La malédiction psychédélique : De Tame Impala à King Gizzard… ?

Il y a comme un malaise. Tame impala a débuté les années 2010 en délivrant deux des meilleurs albums psychédéliques de l’histoire, Innerspeaker et Lonerism. Et puis… une merde – nommée Currents. Mais fort heureusement, King Gizzard est rapidement venu prendre le relais. Tout a véritablement commencé avec I’m In Your Mind Fuzz, qui, pour la première fois, faisait voler en éclat les codes de la musique krautrock. Il enchainait rapidement avec Paper Mâché Dream Balloon et Quarters!, jusqu’aux chefs d’oeuvre de Nonagon Infinity et Murder Of The Universe. Entre temps sortaient plusieurs albums d’un niveau exceptionnels qui ont contribué à faire de lui le meilleur groupe psychédélique de l’histoire. Rien que ça.

Mais je m’inquiète désormais. Sur Polygondwanaland, King Gizzard a introduit quelques sonorités électroniques qui évincent – en partie – le côté analogique qu’un groupe de rock psychédélique doit explorer. Doit ? J’affirme et j’accuse en effet le devoir de se tenir écarter de la boue électronique qui ne laisse aucune place au hasard, qui calibre, entube, encode. Les groupes du niveau de King Gizzard doivent particulièrement montrer l’exemple.

Et puis, Gumboot Soup a vu le jour, le 31 décembre dernier. Dedans ? D’excellents morceaux qui le placent, une fois encore, parmi les meilleurs albums de 2017. Ce qui est plus dérangeant, c’est la direction, vers l’autotune et le préfabriqué. C’est “Superposition“. Cette placo-musique me donne des frissons dans le dos et j’espère que kinggizzardandthelizardwizard.com ne fera pas une redirection prochaine vers www.placo.fr.

Aucun des titres de cet album n’est pourtant mauvais – si ce n’est “The Great Chain Of Being” qui force beaucoup trop et tombe dans l’écueil que Fuzz a toujours évité – mais King Gizzard ne doit pas nous faire “une David Bowie”. On se remémorera ce dernier pour avoir été le premier a avoir intégré à ce point une démarche commerciale dans sa musique. David avait plusieurs personnages qu’il développait avec des publicitaires et autres managers, il était creux et se remplissait de ces identités, pour vendre, vendre, vendre. Mais David avait aussi un talent de musicien, ce qui l’a conduit à éviter les albums trop plats. Seulement, il a montré la voie et il est aujourd’hui responsable de toute la mauvaise pop que l’on entend. A ce titre, David Bowie est le père de Lady Gaga.

Il en va de même avec King Gizzard. Le groupe est trop inspiré pour produire quelque chose de mauvais, semble-t-il. Seulement, s’il tombe lui aussi dans l’électronique à la Tame Impala, il ouvrira une voie au travestissement de tous les groupes psychédéliques. Il créera une norme. Et nous, on vomira. Etre un artiste ne va pas sans avoir quelques responsabilités.

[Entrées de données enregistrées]
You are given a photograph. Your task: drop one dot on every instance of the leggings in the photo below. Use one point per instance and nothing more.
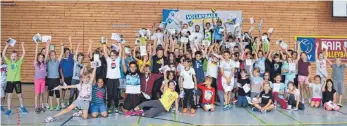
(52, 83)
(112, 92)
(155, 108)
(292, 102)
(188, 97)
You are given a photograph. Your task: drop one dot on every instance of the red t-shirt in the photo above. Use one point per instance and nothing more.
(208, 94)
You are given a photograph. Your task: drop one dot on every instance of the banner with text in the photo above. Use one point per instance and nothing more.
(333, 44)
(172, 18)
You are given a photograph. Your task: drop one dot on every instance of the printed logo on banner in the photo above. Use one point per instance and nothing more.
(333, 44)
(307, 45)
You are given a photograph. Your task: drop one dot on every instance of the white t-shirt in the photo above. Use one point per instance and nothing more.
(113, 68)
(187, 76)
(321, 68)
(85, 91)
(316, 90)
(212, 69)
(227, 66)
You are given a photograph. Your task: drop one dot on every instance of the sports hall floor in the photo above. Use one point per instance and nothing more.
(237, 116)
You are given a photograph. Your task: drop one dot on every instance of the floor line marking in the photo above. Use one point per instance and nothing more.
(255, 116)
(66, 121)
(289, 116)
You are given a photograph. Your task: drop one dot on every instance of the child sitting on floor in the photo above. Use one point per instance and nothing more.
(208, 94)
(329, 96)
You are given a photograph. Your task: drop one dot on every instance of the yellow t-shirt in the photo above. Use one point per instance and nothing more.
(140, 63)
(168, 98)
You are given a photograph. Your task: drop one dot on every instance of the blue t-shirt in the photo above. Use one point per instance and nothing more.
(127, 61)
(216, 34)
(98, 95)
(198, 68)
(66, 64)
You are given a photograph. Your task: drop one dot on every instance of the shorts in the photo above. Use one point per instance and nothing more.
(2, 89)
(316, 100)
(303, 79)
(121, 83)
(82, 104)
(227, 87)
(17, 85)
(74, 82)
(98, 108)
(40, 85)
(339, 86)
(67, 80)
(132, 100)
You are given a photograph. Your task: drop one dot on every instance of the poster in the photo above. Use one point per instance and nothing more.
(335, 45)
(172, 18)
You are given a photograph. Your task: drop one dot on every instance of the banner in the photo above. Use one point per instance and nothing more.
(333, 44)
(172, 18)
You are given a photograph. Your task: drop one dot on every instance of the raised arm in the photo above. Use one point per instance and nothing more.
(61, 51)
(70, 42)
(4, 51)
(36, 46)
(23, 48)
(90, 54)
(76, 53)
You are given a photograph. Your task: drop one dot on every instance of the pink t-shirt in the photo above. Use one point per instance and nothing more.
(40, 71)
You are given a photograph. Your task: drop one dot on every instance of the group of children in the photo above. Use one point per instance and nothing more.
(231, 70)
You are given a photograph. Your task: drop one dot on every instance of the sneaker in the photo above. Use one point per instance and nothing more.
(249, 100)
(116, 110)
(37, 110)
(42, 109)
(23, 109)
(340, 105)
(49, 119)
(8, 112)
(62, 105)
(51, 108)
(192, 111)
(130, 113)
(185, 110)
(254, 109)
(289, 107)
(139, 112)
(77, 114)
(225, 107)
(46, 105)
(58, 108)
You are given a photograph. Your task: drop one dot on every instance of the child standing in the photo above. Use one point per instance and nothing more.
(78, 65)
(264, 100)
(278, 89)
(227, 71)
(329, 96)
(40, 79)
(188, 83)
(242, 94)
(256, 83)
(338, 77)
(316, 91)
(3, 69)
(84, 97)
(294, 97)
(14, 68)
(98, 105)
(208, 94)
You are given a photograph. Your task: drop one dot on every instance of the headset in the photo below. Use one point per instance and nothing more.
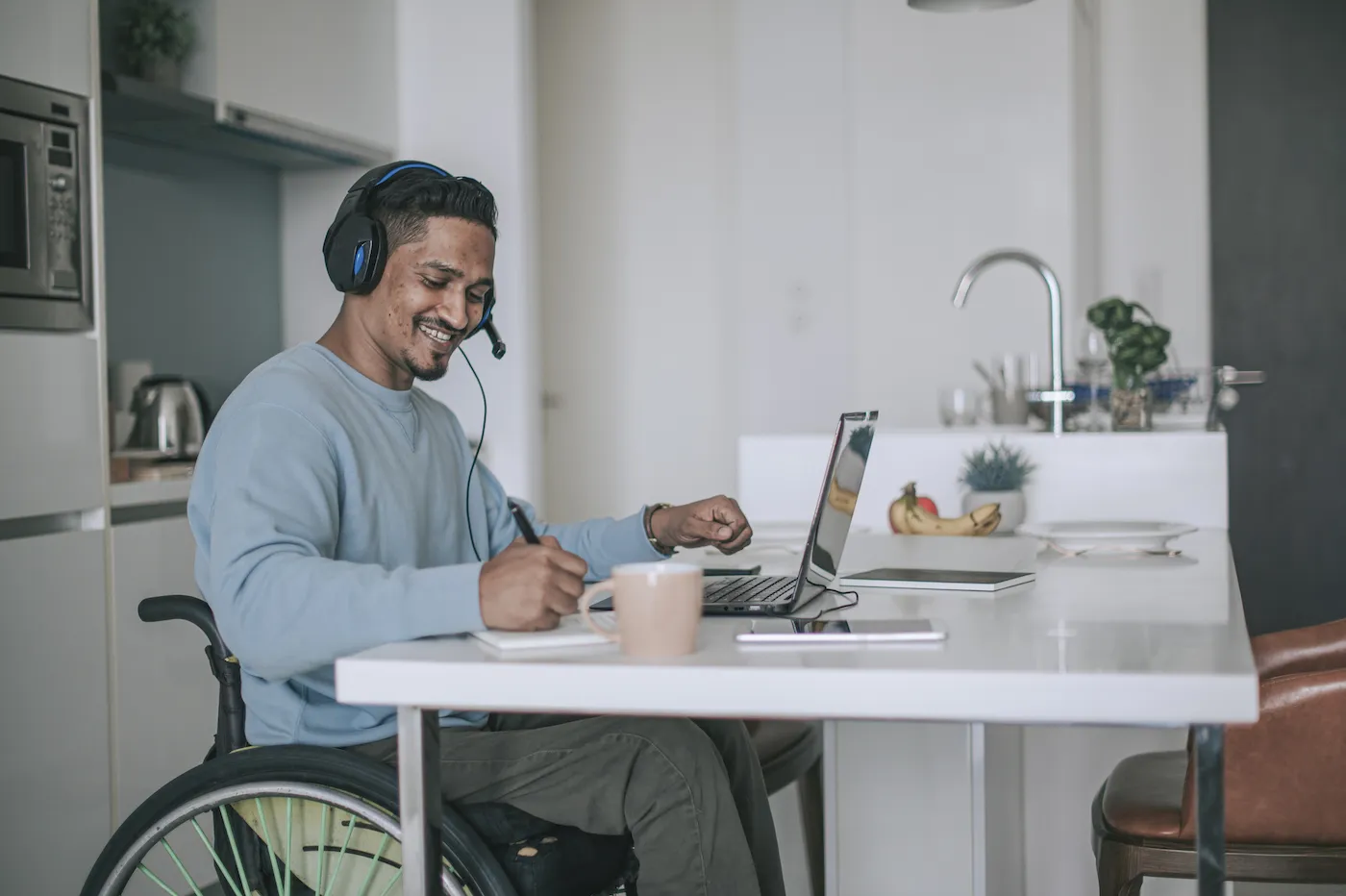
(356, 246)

* _À FAIRE_:
• 1. Pour chaque affirmation, dites par oui ou par non si elle concorde avec l'article sur King Gizzard, et citez à l'identique les mots de l'article qui tranchent : (a) Gumboot Soup est sorti le 31 décembre ; (b) tous les titres de Gumboot Soup sont jugés mauvais ; (c) des sonorités électroniques apparaissent sur Polygondwanaland.
• 2. Prolongez l'article sur King Gizzard et le rock psychédélique à partir de sa dernière phrase.

* _RÉSULTATS FINAUX_:
• 1.
(a) Oui : « Gumboot Soup a vu le jour, le 31 décembre dernier ».
(b) Non : « Aucun des titres de cet album n’est pourtant mauvais ».
(c) Oui : « Sur Polygondwanaland, King Gizzard a introduit quelques sonorités électroniques ».

• 2.
Alors certes, on en est loin. Et certes, Gumboot Soup est excellentissime. Je pense notamment à “The Last Oasis” qui, avec ses allures de free jazz, est un véritable chef-d’oeuvre. Oh, et puis, il y a bien “Beginner’s Luck” qui nous exhorte une partie de poker, “Muddy Water” qui reprend des allures orientales pour le meilleur, “Barefoot Desert” qui est saccadé avec grâce, “Down The Sink” avec ses variations qui contrastent parfaitement avec des paroles entêtées, “I’m Sleepin’ In” qui explique comment faire de la dream pop psychée, et “The Wheel” qui fini, encore, sur du jazz, comme pour nous redonner espoir. Gumboot Soup est plus doux que nombre des albums du groupe, plus complet aussi et cette sensation plénière est chimérique. En fait, cet LP est une nouvelle gerbe d’or de King Gizzard et on s’extasie une fois encore devant l’excellente production, personne ne fait aussi bien, nul part dans le monde.

Ouais, mais il y a ce mais électronique, cet autotune qui me hante. A quoi sert-il ? A être certain que la voix soit toujours ajustée, pour gagner du temps en studio et sortir encore plus d’albums ? A ce prix-là, je ne pense pas en vouloir… Et outre mes quelques « réserves électroniques », je note également que King Gizzard semble avoir abandonné le format de concept-album depuis Polygondwanaland. C’est dommage. Le groupe n’a pas annoncé 8 sorties pour 2018, je ne ne sais pas encore s’il faut s’en réjouir, après tout, il a explosé 2017 de toutes parts, mais peut-être est-ce l’occasion pour lui de produire un album qui aille chercher Innerspeaker et Lonerism. Après tout, il ne lui reste « que » deux ans pour imposer le meilleur album psyché de la décennie. Ce n’est pas encore fait.

En est-il capable ? Tous les groupes psychés des années 2010s sont-ils voués à un triste destin ? King Gizzard est-il, doucement mais surement, en train d’emprunter la voie Tame Impala ? Je peine encore à y croire, King Gizzard ne nous laissera pas tomber… !? Mais peut-être a-t-on déjà la réponse dans les écrits de Lester Bang. Il est devenu ringard de le citer, parait-il, mais après tout, il est également ringard de s’exposer en dénonçant la musique électronique, il faudrait accepter tout ce que propose notre époque. Alors voilà : “les défricheurs de cette décennie sont trop souvent si soucieux de franchir les barrières pour parvenir de l’autre côté, qu’ils en oublient de jouer avec leur coeur autant qu’avec leurs doigts, leur esprit et leur système nerveux“. King Gizzard ne doit pas oublier le coeur, que l’électronique tue par définition car il ne laisse plus aucune place à l’erreur. A vouloir franchir tant de barrières, le risque est grand, l’équilibre est subtil.

(mp3) King Gizzard – The Last Oasis
(mp3) King Gizzard – Beginner’s Luck


TracklistGumboot Soup (LP, Flightless, 2017)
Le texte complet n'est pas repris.